Render this sentence from the piece on yeast engineered to feed on waste biomass in Spanish: "About 1.3 billion tons of this waste biomass is produced each year, providing more than enough sugars to drive a vast industry of yeast biosynthesis."

__Selected excerpt__
##########

New research sets the stage for biomanufacturing of biofuels and other products with a very low carbon footprint
Yeast has been used for thousands of years in the production of beer and wine and for adding fluff and flavor to bread. They are nature’s tiny factories that can feed on sugars found in fruit and grains and other nutrients—and from that menu produce alcohol for beverages, and carbon dioxide to make bread rise.
Now researchers at the School of Engineering report making modified yeast that can feed on a wider range of materials, many of which can be derived from agricultural by-products that we don’t use—leaves, husks, stems, even wood chips, things often referred to as “waste biomass.”
Why is it important to make yeast that can feed on these agricultural leftovers?
In recent years, scientists have modified yeast to make other useful products like pharmaceuticals and biofuels. It’s a clever way to let nature do our work in a way that does not require toxic chemicals for manufacturing. The technology—referred to as “synthetic biology”—is still young, but looking ahead to a future where biosynthetic production from yeast would operate at a very large scale, we need to feed yeast on something other than what we ourselves need to eat.
Engineering Yeast to Grow on Biomass Sugars
The novel yeast made by the Tufts team can feed on sugars like xylose, arabinose, and cellobiose, which can be extracted from the indigestible woody parts of crops that are often tossed aside after harvesting, such as corn stalks, husks and leaves, and wheat stems. About 1.3 billion tons of this waste biomass is produced each year, providing more than enough sugars to drive a vast industry of yeast biosynthesis.
“If we can get yeast to feed on waste biomass, we can create a biosynthetic industry with a low carbon footprint,” said Nikhil Nair, associate professor of chemical and biological engineering. “For example, when we burn biofuels made by yeast, we produce a lot of carbon dioxide, but that carbon dioxide is re-absorbed into crops the following year, which the yeast feed on to make more biofuel, and so on.”
Minimal Engineering for Maximum Output
Nair and his team thought that the best chance for efficient consumption of waste biomass sugars might be to modify an existing genetic “dashboard” that the yeast uses to regulate consumption of galactose, a sugar commonly found in dairy products.
The dashboard, called a regulon, includes genes for sensors that detect the presence of sugar, and triggers enzymes for the chemical breakdown of sugar so its carbon and oxygen components can be rebuilt into new components. The new components are mostly small molecules and proteins that the yeast itself needs to survive, but they can also be novel products that scientists might have engineered into the yeast.
In an earlier study, the researchers modified the galactose regulon so that the sensor detects the biomass sugar xylose, and triggers enzymes to process xylose instead of galactose.

##########

__Data shown__
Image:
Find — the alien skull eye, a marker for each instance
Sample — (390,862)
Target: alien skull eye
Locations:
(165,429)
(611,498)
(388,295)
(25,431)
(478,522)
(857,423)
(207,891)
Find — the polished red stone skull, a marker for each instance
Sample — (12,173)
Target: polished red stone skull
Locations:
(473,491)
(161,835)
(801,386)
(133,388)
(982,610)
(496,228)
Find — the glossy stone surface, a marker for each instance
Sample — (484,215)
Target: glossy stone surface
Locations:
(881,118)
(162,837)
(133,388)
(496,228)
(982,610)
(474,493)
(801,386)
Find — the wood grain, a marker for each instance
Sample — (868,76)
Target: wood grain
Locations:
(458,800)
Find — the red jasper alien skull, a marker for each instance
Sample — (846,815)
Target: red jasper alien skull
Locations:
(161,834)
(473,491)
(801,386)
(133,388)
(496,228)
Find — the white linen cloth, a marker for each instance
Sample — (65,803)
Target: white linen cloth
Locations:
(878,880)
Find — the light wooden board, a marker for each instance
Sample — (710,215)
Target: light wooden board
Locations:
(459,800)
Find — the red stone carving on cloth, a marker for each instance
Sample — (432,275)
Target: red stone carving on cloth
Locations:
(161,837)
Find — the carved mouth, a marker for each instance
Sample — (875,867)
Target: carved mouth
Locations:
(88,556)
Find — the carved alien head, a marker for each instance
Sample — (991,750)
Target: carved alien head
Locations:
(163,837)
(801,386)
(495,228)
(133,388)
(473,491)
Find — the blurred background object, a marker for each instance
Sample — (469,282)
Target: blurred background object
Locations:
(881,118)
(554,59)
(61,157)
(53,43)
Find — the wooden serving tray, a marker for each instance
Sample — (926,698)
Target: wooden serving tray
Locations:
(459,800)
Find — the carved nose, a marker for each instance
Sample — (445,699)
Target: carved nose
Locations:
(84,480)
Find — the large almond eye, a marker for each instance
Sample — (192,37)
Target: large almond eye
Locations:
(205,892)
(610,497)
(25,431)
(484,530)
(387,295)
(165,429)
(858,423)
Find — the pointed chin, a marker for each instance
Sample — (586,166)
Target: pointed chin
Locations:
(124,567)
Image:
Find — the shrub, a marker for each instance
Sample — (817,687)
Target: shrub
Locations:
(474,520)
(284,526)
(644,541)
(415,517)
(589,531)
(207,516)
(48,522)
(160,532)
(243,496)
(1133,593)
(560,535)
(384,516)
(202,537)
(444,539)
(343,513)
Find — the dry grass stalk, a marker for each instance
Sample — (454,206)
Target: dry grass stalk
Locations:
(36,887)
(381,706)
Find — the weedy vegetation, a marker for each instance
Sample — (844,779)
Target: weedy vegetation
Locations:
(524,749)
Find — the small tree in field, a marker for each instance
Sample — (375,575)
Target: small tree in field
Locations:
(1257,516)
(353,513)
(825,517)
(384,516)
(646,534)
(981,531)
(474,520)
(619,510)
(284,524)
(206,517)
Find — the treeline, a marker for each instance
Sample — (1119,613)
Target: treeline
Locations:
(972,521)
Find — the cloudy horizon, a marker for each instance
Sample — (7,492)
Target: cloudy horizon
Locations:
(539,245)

##########

__Task answer__
Cada año se producen alrededor de 1.300 millones de toneladas de esta biomasa residual, lo que aporta azúcares más que suficientes para impulsar una vasta industria de biosíntesis con levaduras.